Revise the material from the line containing "Indicate one point per instance of the orange" through the end of the material, inclusive, replacing "Results:" with "Points:" and leaving everything else unchanged.

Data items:
-- -- --

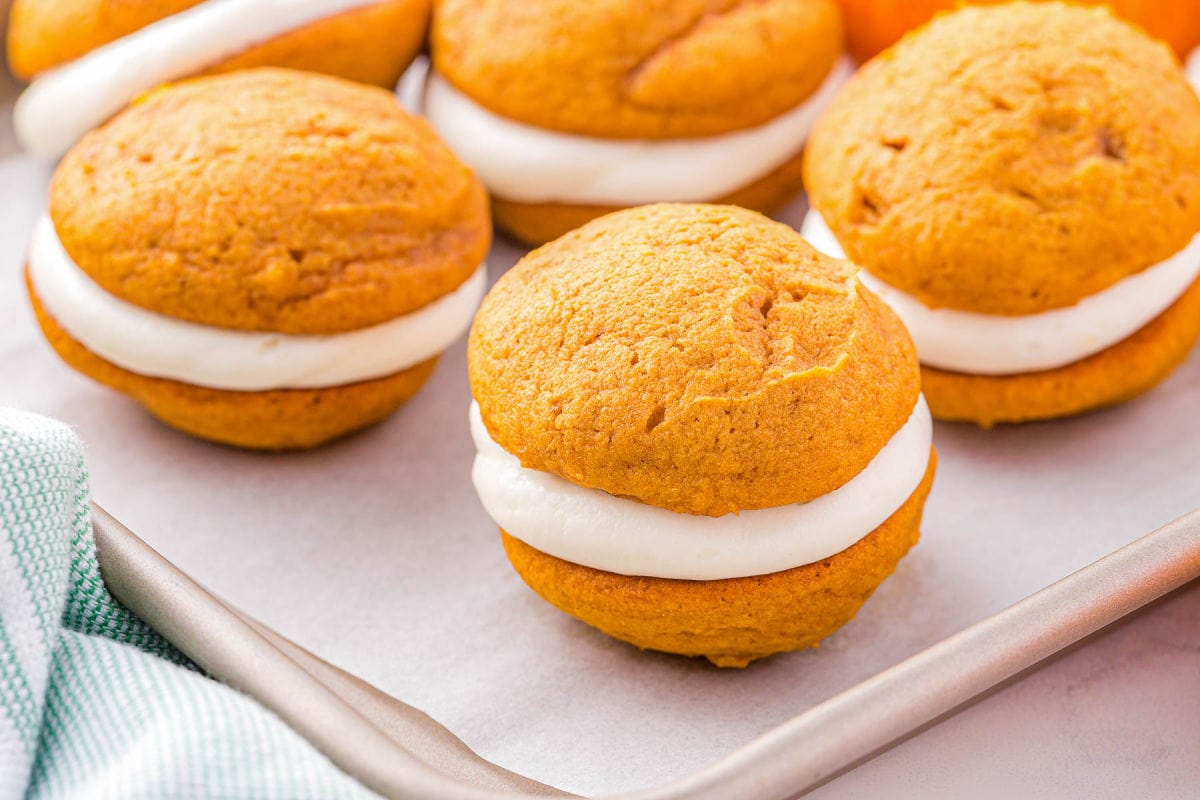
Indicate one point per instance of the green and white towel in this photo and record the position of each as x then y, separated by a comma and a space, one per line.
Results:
93, 702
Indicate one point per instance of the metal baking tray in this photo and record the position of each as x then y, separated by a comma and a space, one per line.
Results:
375, 553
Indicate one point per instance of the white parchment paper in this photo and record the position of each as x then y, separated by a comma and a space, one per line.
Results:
375, 553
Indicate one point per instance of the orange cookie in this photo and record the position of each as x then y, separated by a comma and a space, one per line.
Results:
873, 25
697, 433
1029, 210
267, 259
682, 101
89, 58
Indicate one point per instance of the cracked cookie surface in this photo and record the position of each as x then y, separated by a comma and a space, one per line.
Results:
270, 200
1011, 160
697, 358
625, 68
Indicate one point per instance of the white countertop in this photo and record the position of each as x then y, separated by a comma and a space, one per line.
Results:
1115, 717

-- -- --

Answer to the exercise.
Indicate one point per instance of the orange cookie in this photo and record the position of each as x then y, separated by a comma and a space, one per line.
Points:
873, 25
697, 433
1029, 210
267, 259
682, 101
89, 58
Indicate one point per instance of the cracked cookie surface in this photo and record the position of each as x then y, separated by a comma and a space, one per line.
Points:
270, 200
1011, 160
697, 358
625, 68
Indicate one point per instance of the white countertop in this photo and record the position of each as x then y, separated by a comma and a space, one per line.
Points:
1115, 717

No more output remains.